━━━ Task material ━━━

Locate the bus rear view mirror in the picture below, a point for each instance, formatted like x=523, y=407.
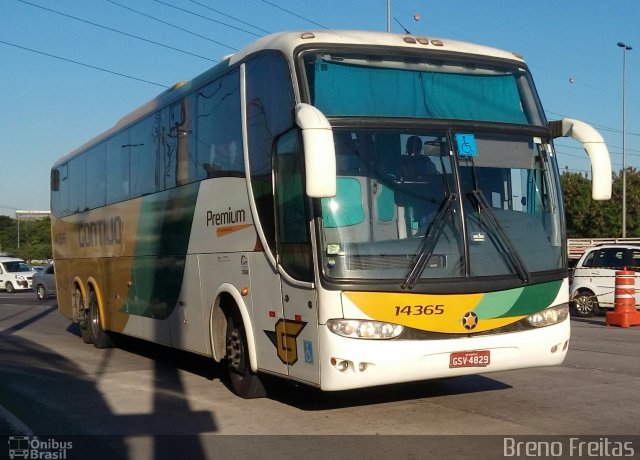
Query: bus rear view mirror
x=597, y=150
x=319, y=151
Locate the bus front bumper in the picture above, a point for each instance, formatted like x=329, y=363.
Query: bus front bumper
x=348, y=363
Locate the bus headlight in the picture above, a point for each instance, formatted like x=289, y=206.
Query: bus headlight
x=549, y=316
x=364, y=329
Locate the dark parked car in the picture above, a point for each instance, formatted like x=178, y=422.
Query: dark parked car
x=44, y=283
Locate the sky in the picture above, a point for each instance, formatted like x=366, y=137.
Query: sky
x=70, y=69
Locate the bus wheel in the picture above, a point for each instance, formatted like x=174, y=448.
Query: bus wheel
x=244, y=382
x=99, y=337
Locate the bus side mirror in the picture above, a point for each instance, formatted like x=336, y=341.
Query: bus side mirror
x=597, y=150
x=319, y=152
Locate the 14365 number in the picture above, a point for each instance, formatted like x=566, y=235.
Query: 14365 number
x=416, y=310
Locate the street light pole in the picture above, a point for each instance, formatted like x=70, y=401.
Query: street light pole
x=625, y=48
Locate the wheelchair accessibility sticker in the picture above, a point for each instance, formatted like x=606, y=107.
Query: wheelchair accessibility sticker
x=466, y=145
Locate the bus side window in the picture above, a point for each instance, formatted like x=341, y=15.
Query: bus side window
x=294, y=243
x=270, y=104
x=218, y=128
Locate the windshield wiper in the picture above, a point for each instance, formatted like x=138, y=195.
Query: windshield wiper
x=508, y=246
x=429, y=241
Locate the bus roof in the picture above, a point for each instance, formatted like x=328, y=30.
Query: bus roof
x=287, y=42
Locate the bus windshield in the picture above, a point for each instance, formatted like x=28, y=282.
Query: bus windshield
x=359, y=85
x=425, y=204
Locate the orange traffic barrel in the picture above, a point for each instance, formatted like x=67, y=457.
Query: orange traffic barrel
x=624, y=312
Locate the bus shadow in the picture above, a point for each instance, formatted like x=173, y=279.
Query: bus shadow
x=56, y=397
x=312, y=399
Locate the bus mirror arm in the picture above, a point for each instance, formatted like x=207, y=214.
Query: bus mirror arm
x=595, y=147
x=319, y=151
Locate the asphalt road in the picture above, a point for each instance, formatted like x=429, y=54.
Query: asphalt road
x=145, y=401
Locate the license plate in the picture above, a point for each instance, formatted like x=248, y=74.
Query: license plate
x=475, y=358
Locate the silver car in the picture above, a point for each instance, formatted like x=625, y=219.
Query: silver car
x=44, y=283
x=594, y=278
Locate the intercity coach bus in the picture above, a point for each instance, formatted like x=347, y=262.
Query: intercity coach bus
x=341, y=209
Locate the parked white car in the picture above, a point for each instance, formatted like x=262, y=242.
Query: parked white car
x=594, y=278
x=15, y=274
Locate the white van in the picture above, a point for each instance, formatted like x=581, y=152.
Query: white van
x=15, y=274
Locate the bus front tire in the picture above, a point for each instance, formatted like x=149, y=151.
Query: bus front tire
x=99, y=337
x=244, y=382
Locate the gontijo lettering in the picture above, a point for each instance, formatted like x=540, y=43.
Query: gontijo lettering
x=101, y=232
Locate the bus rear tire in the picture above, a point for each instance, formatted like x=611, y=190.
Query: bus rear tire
x=99, y=337
x=244, y=382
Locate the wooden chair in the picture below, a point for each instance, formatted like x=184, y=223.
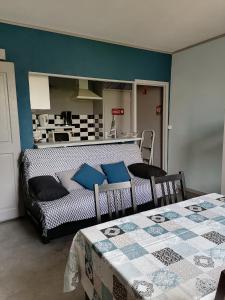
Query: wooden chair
x=220, y=293
x=171, y=193
x=114, y=195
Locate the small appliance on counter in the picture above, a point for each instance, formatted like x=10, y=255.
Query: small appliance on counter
x=67, y=117
x=43, y=120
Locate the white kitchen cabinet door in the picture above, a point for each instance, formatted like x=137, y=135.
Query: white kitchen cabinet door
x=9, y=144
x=39, y=91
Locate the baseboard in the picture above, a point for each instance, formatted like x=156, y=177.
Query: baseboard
x=8, y=214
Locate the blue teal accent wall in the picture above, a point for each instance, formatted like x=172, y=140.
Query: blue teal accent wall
x=47, y=52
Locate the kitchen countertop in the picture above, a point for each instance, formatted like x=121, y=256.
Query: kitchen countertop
x=84, y=143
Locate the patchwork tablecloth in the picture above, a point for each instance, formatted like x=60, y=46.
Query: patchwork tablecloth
x=173, y=252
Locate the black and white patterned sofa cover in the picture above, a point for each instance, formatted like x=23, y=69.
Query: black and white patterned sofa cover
x=79, y=204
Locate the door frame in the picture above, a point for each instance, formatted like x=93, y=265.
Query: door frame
x=165, y=86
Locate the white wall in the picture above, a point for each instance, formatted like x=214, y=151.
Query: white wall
x=197, y=107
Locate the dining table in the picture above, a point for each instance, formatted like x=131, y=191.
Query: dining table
x=171, y=252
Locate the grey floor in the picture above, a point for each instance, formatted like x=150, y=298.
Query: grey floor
x=30, y=270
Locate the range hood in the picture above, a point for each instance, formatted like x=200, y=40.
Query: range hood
x=85, y=93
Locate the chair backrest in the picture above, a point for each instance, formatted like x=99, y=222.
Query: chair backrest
x=171, y=193
x=220, y=293
x=114, y=195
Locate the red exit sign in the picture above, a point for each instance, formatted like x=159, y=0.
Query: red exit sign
x=117, y=111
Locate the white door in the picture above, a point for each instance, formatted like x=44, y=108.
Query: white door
x=9, y=143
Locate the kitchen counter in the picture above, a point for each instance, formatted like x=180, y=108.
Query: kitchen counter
x=85, y=143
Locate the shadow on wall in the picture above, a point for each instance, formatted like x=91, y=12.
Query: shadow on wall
x=201, y=159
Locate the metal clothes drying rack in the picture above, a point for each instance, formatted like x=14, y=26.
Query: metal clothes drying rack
x=147, y=145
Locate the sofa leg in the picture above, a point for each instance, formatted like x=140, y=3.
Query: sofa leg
x=45, y=240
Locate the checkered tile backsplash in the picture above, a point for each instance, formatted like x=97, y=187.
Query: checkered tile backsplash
x=84, y=127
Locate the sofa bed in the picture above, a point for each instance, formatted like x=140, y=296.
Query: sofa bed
x=77, y=209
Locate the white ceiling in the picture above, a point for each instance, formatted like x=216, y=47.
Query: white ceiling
x=163, y=25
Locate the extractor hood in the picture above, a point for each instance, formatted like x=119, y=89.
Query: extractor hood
x=85, y=93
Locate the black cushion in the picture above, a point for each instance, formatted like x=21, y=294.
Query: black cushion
x=46, y=188
x=146, y=171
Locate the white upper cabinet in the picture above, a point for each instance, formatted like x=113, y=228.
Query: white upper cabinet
x=39, y=91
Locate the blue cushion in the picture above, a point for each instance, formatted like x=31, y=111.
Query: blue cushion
x=88, y=176
x=116, y=172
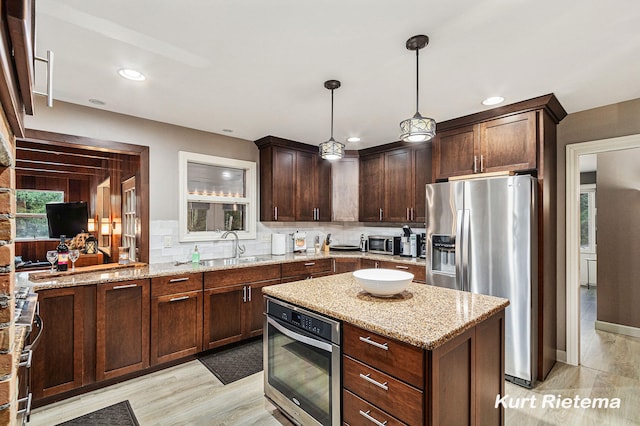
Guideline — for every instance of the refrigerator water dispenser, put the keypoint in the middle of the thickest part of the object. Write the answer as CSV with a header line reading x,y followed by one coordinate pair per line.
x,y
443,254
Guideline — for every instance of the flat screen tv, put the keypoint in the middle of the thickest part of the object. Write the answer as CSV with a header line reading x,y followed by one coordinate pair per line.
x,y
67,219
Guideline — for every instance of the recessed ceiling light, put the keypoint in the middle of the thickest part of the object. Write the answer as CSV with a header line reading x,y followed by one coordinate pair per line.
x,y
130,74
493,100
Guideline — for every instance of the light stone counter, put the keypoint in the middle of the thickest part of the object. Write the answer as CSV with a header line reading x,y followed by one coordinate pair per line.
x,y
165,269
423,315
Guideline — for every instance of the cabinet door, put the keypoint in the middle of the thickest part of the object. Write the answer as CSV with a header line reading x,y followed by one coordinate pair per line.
x,y
283,184
371,189
509,143
454,152
122,338
176,326
324,189
305,201
422,167
223,308
254,308
57,362
399,185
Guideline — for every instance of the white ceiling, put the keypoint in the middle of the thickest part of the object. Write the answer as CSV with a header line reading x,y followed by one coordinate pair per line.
x,y
257,67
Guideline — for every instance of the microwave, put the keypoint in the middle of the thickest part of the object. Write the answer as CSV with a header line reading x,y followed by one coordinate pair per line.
x,y
381,244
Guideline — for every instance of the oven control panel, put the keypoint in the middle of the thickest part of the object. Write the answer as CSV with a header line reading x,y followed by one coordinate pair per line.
x,y
299,320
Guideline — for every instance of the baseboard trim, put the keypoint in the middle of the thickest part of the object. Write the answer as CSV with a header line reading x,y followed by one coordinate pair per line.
x,y
618,328
561,356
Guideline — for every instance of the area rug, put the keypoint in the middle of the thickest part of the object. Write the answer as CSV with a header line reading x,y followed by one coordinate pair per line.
x,y
235,363
119,414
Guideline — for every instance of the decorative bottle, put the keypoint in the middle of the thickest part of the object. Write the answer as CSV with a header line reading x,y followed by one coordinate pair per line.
x,y
63,254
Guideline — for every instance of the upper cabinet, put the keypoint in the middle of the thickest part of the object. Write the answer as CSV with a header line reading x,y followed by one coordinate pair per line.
x,y
295,183
508,138
392,182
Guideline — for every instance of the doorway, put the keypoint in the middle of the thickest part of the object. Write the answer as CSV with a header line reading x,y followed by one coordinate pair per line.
x,y
572,237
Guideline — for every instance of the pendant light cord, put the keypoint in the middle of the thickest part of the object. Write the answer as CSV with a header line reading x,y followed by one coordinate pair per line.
x,y
417,79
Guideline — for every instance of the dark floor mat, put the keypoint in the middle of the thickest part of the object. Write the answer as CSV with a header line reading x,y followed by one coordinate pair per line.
x,y
235,363
119,414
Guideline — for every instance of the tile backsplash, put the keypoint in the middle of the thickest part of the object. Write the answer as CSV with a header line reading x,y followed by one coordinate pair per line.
x,y
164,245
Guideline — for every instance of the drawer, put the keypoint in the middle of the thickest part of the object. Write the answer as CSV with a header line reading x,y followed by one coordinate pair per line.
x,y
419,271
381,390
306,268
251,274
161,286
396,358
358,412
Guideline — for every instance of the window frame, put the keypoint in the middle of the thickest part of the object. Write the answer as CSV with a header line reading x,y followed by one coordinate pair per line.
x,y
36,215
250,199
590,190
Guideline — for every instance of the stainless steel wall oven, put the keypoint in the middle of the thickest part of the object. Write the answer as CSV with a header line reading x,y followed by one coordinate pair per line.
x,y
302,363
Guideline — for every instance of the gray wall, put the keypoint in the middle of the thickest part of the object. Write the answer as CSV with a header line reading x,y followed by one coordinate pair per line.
x,y
164,142
618,201
606,122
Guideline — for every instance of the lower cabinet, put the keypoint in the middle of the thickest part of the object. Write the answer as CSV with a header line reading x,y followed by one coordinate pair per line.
x,y
122,328
58,359
233,303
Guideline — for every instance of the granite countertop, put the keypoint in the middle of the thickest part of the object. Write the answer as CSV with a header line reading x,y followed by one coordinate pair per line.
x,y
423,315
165,269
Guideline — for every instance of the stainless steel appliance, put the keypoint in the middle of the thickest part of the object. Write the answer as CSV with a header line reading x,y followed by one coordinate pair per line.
x,y
302,363
381,244
482,238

━━━

* **Stated goal**: Update the data from the line containing "Locate the door" through the line containing "x=197, y=107", inclusive, by changing "white wall" to "beige wall". Leave everything else in those lines unchanged.

* **Problem solution**:
Locate the door frame in the picture above, a point for each instance, formatted like x=93, y=265.
Query: door frame
x=165, y=86
Locate the beige wall in the picture above, a point for each instance, formatted like x=214, y=151.
Query: beige wall
x=197, y=107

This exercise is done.